**Page text:**
## Start

A Religion of Second-Class Boys
The Islamist
Why I joined radical Islam in Britain,
what I saw inside and why I left
Ed Husain
by Scooper
November 2008
Beware of extremism in religion; for it was extremism in religion that destroyed those who went before you. — The Prophet Muhammad (pbuh)
In contrast to Daveed Gartenstein-Ross, Ed Husain was born into Islam, and raised by his parents (first generation immigrants from India and Bangladesh to the UK) with a good foundation in traditional Islamic spirituality. They followed a well-established spiritual teacher, who had followed a teacher before him, and so on, ostensibly back to the Prophet and his Companions. His earliest secular educational experiences also seem to have been pleasant, thanks to liberal "colour-blind" British schoolmarms. But to many "native" Brits, including some of his schoolmates, he was still a bespectacled "Paki." He did not "fit in." Neither did he fit in with the Bollywood enamored Bangladeshi boys at his next school. Fitting in with one's peers is the externalization of the inward quest for identity. When one is young "Who am I?" and "Who will have me?" are two faces of the same coin. The coin which with you can be seduced to sell your soul.
Ed decided to strike out in his own direction. He asked his school if he could study Religious Education after hours to learn more about Islam. Eventually a sympathetic Church of England British teacher took on the project using as a text Islam: Beliefs and Teachings by Gulam Sawar. It contained a remarkable passage, which Ed quotes
Religion and politics are one and the same in Islam. They are intertwined. We already know that Islam is a complete system of life ... Just as Islam teaches us how to pray, fast, py charity and perform the Haj, it also teaches us how to form a state, run a government, elect councillors and members of parliament, make treaties, and conduct business and commerce.

## End

**Goal 1:** Could you gather every line of the records below that contains the string "stone"? Case counts.

**Records to process:**
## Start

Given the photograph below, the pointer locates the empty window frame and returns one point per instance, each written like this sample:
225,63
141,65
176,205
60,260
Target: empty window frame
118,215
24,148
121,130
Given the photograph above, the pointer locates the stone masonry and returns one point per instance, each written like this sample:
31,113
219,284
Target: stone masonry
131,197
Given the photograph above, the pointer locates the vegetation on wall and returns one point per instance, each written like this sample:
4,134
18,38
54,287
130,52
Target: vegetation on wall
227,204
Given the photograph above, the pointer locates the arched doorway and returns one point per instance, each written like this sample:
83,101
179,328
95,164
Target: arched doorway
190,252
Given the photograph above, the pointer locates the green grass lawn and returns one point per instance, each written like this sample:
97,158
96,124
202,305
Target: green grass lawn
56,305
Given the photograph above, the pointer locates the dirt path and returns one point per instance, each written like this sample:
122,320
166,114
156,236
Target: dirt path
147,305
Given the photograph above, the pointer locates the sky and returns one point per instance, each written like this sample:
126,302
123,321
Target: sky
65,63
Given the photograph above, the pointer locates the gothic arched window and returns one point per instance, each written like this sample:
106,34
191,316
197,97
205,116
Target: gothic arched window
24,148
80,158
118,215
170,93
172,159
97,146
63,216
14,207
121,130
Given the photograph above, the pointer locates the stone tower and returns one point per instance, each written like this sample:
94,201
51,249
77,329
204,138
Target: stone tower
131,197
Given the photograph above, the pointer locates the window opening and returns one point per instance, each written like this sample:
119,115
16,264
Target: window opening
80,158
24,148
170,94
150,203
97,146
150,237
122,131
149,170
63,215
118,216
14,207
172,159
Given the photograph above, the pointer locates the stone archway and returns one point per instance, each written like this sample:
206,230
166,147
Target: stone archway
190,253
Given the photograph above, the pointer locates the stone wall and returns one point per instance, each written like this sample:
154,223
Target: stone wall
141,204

## End

**Goal 2:** Would you reproduce the review of The Islamist above in full, word for word?

**Complete response 1:**
Given the photograph above, the pointer locates the stone masonry and returns one point per instance, each written like this sample:
Target: stone masonry
Given the photograph above, the pointer locates the stone tower and returns one point per instance, each written like this sample:
Target: stone tower
Given the photograph above, the pointer locates the stone archway and returns one point per instance, each written like this sample:
Target: stone archway
Given the photograph above, the pointer locates the stone wall and returns one point per instance, each written like this sample:
Target: stone wall

**Complete response 2:**
A Religion of Second-Class Boys
The Islamist
Why I joined radical Islam in Britain,
what I saw inside and why I left
Ed Husain
by Scooper
November 2008
Beware of extremism in religion; for it was extremism in religion that destroyed those who went before you. — The Prophet Muhammad (pbuh)
In contrast to Daveed Gartenstein-Ross, Ed Husain was born into Islam, and raised by his parents (first generation immigrants from India and Bangladesh to the UK) with a good foundation in traditional Islamic spirituality. They followed a well-established spiritual teacher, who had followed a teacher before him, and so on, ostensibly back to the Prophet and his Companions. His earliest secular educational experiences also seem to have been pleasant, thanks to liberal "colour-blind" British schoolmarms. But to many "native" Brits, including some of his schoolmates, he was still a bespectacled "Paki." He did not "fit in." Neither did he fit in with the Bollywood enamored Bangladeshi boys at his next school. Fitting in with one's peers is the externalization of the inward quest for identity. When one is young "Who am I?" and "Who will have me?" are two faces of the same coin. The coin which with you can be seduced to sell your soul.
Ed decided to strike out in his own direction. He asked his school if he could study Religious Education after hours to learn more about Islam. Eventually a sympathetic Church of England British teacher took on the project using as a text Islam: Beliefs and Teachings by Gulam Sawar. It contained a remarkable passage, which Ed quotes
Religion and politics are one and the same in Islam. They are intertwined. We already know that Islam is a complete system of life ... Just as Islam teaches us how to pray, fast, py charity and perform the Haj, it also teaches us how to form a state, run a government, elect councillors and members of parliament, make treaties, and conduct business and commerce.